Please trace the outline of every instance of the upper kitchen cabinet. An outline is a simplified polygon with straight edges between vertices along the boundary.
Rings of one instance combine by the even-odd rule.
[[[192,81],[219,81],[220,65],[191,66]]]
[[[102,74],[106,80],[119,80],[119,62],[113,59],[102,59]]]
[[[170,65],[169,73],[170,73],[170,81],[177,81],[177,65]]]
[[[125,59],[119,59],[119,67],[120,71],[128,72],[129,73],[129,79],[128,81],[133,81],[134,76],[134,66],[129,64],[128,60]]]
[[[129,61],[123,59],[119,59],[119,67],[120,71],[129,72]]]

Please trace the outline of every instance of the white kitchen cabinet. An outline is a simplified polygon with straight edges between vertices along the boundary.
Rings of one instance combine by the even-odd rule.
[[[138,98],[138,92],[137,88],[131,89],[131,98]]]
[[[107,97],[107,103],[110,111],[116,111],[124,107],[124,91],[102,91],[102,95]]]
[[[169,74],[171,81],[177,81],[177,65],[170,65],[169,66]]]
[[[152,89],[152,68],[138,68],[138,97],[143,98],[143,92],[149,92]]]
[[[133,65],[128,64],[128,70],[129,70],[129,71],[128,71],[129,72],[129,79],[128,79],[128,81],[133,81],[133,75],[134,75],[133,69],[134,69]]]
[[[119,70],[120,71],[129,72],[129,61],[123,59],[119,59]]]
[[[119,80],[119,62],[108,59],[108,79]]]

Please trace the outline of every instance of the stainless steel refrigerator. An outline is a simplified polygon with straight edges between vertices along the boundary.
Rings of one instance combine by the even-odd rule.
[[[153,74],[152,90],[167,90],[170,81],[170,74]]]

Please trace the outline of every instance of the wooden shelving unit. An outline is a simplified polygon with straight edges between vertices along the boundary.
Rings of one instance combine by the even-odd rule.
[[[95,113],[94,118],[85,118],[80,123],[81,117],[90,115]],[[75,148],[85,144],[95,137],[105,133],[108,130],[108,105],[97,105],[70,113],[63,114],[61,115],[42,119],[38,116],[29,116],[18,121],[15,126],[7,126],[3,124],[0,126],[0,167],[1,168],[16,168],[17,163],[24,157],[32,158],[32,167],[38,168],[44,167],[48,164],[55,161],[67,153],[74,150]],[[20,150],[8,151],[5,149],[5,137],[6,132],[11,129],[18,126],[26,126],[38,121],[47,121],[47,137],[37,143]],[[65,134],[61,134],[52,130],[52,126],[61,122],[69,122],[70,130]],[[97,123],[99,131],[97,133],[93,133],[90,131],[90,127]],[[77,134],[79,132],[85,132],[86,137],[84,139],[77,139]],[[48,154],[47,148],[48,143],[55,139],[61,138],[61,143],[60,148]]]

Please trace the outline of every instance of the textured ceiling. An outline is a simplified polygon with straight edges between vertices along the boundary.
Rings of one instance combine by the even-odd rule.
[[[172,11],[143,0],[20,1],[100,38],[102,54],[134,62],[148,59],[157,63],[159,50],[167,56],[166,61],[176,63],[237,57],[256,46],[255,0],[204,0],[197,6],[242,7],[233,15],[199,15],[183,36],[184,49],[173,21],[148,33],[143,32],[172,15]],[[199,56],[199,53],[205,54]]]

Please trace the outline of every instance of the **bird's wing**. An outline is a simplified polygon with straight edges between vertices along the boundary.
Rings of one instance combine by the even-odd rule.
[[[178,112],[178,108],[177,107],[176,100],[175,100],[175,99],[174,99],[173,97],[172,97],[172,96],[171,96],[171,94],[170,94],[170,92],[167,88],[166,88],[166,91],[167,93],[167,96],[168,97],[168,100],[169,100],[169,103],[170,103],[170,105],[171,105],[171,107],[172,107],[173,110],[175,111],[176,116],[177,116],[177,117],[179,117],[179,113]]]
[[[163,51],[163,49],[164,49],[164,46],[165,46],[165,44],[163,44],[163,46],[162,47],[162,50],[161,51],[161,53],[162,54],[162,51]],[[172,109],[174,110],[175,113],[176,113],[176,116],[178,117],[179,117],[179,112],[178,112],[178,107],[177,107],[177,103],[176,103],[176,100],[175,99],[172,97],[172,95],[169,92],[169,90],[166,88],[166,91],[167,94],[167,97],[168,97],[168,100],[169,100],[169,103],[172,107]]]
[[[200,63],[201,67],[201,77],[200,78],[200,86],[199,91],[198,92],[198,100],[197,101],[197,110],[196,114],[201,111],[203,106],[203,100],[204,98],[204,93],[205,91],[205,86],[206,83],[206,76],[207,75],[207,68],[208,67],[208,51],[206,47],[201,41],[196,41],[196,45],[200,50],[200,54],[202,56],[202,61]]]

* * *

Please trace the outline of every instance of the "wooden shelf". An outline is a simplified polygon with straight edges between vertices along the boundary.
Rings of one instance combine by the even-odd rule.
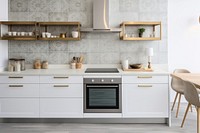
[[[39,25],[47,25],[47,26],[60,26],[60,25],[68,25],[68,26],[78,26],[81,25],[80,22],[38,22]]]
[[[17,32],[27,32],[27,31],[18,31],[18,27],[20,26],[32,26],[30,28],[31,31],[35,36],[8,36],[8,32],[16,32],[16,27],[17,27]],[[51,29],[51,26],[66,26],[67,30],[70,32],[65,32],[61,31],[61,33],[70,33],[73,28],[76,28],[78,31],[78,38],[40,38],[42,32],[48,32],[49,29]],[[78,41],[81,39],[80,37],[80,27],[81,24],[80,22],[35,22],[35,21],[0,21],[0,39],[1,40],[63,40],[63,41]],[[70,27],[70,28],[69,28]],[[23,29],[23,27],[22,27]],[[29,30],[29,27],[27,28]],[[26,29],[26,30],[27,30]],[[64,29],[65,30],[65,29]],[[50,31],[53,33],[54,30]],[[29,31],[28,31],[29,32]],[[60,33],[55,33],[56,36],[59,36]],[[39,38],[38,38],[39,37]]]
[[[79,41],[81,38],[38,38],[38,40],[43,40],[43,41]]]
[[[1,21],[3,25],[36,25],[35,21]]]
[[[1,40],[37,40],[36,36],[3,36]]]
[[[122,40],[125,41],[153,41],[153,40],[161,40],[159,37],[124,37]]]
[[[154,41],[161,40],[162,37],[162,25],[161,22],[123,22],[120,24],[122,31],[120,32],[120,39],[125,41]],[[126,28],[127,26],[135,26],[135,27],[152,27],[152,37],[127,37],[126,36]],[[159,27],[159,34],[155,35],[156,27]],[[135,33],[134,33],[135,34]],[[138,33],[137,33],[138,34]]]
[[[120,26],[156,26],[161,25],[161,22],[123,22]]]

** Task details **
Copy the lines from the one with "Please trace the outline of every instance of the upper" to the one with "[[[129,61],[123,59],[119,59],[119,67],[120,71],[129,72]]]", both included, with no changes.

** Reply **
Please trace the outline of every instance of the upper kitchen cabinet. An outline is a simplified polygon with straight edges between vertices along the boundary.
Rings of one instance combine by the even-odd rule.
[[[192,81],[219,81],[220,65],[191,66]]]
[[[102,74],[106,80],[119,80],[119,62],[113,59],[102,59]]]
[[[170,65],[169,73],[170,73],[170,81],[177,81],[177,65]]]
[[[125,59],[119,59],[119,67],[120,71],[128,72],[129,73],[129,79],[128,81],[133,81],[134,76],[134,66],[129,64],[128,60]]]
[[[129,61],[123,59],[119,59],[119,67],[120,71],[129,72]]]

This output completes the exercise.